[TASK DESCRIPTION]:
Beginning with the line where "of the pavement" appears, repeat every remaining line of the entries exactly, the last line included.

[LISTED ENTRIES]:
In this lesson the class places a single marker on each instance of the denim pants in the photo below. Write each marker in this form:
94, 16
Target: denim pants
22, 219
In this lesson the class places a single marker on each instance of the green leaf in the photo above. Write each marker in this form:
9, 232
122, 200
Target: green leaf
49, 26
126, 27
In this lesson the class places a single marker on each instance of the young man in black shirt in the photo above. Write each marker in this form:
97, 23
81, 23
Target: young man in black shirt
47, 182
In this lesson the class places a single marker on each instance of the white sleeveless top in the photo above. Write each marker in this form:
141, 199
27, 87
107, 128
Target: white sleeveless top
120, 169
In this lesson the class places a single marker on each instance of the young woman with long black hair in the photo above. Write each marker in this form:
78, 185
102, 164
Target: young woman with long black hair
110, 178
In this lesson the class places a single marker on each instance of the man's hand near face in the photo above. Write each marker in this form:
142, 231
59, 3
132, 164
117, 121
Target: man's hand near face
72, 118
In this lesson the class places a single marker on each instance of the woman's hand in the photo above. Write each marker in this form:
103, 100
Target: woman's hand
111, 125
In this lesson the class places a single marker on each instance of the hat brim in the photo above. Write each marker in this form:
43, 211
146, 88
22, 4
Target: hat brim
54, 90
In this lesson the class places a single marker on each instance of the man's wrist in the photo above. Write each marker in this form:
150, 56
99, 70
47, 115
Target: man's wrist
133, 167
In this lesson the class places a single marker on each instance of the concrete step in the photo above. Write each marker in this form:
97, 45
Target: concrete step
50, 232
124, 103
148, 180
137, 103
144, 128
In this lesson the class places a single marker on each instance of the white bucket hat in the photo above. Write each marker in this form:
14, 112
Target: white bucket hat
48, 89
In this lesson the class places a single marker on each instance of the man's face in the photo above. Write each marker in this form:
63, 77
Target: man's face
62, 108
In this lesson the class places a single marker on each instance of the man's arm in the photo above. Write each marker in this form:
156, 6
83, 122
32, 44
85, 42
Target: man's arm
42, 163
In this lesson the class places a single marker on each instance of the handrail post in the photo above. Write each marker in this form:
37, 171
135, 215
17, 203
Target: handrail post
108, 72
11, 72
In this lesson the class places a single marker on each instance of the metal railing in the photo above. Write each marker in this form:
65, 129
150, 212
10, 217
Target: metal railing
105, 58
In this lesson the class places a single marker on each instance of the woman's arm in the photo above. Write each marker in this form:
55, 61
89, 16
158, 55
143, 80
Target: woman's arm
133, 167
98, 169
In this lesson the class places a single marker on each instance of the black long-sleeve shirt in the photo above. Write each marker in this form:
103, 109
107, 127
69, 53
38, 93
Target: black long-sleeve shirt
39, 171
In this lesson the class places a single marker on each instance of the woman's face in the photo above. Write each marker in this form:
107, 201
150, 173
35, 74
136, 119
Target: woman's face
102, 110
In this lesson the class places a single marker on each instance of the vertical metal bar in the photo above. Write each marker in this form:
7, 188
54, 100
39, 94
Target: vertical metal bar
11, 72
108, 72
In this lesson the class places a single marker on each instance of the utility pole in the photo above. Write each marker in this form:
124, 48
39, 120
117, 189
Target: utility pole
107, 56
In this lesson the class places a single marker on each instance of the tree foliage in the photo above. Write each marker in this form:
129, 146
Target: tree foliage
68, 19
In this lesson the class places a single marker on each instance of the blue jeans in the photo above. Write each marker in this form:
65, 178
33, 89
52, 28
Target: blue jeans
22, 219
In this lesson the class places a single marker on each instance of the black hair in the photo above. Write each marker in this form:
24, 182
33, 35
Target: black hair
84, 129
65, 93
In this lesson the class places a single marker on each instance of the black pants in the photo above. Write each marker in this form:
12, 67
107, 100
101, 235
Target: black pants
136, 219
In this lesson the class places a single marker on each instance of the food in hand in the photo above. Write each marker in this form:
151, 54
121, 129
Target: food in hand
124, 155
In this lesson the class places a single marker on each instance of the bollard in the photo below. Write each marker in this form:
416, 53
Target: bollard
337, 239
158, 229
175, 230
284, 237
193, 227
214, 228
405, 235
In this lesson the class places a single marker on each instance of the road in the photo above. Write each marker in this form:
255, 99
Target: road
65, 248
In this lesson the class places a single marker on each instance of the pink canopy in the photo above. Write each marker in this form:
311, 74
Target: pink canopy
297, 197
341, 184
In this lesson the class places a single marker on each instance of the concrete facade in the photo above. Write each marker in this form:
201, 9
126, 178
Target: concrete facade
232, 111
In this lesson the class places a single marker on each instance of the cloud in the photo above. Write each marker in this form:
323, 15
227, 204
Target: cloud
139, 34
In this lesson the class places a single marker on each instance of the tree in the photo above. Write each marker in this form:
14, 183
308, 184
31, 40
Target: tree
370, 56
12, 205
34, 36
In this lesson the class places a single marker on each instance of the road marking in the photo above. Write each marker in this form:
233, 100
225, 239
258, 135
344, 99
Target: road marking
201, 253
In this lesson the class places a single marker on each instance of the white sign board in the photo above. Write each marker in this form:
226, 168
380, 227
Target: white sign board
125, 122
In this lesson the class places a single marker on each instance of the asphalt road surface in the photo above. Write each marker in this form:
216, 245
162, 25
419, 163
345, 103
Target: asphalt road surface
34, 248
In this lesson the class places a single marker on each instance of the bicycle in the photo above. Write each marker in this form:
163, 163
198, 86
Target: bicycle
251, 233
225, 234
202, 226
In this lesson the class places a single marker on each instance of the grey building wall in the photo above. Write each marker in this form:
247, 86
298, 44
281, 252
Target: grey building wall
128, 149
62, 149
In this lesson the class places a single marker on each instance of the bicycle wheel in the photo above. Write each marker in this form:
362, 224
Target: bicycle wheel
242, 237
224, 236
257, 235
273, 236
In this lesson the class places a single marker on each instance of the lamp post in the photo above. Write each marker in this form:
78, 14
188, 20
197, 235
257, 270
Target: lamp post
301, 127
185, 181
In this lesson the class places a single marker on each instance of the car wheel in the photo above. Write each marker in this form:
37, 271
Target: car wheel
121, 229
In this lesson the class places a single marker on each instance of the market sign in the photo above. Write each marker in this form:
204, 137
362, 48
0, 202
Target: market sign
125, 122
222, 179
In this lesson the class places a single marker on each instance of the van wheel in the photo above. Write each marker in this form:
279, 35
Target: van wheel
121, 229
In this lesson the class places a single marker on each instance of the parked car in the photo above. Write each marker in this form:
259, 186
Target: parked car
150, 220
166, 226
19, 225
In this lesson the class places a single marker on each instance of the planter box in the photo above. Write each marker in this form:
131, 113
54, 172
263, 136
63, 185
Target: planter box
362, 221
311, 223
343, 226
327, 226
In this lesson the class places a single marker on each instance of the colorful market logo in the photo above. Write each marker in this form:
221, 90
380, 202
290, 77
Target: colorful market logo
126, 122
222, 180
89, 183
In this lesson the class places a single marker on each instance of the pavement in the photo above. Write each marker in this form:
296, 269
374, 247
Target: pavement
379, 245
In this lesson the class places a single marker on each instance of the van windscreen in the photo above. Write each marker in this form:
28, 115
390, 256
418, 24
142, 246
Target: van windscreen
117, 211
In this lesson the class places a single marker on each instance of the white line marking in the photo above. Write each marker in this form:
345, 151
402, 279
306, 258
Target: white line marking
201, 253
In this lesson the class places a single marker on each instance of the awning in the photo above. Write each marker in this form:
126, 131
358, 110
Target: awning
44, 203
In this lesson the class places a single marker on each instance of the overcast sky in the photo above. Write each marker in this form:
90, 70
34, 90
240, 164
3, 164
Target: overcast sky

[EXERCISE ANSWER]:
In this lesson the class places a single marker on each instance of the pavement in the photo above. Write each marker in this form:
296, 269
374, 247
Target: pavement
379, 245
In this lesson the class places a single marker on each instance of the van windscreen in the photo above. Write each marker in this form:
28, 115
390, 256
418, 24
142, 246
Target: van windscreen
117, 211
In this lesson the class places a single marker on each instance of the white line marking in the photo above. Write each marker in this form:
345, 151
402, 279
306, 258
Target: white line marking
201, 253
In this lesson the class places a single marker on each instance of the awning in the photo above. Write each marker in this form:
126, 131
358, 110
Target: awning
44, 203
In this lesson the class places a single marker on each instance of the overcast sky in the photo above. Write each marker in this form:
90, 70
34, 90
240, 164
3, 164
Target: overcast sky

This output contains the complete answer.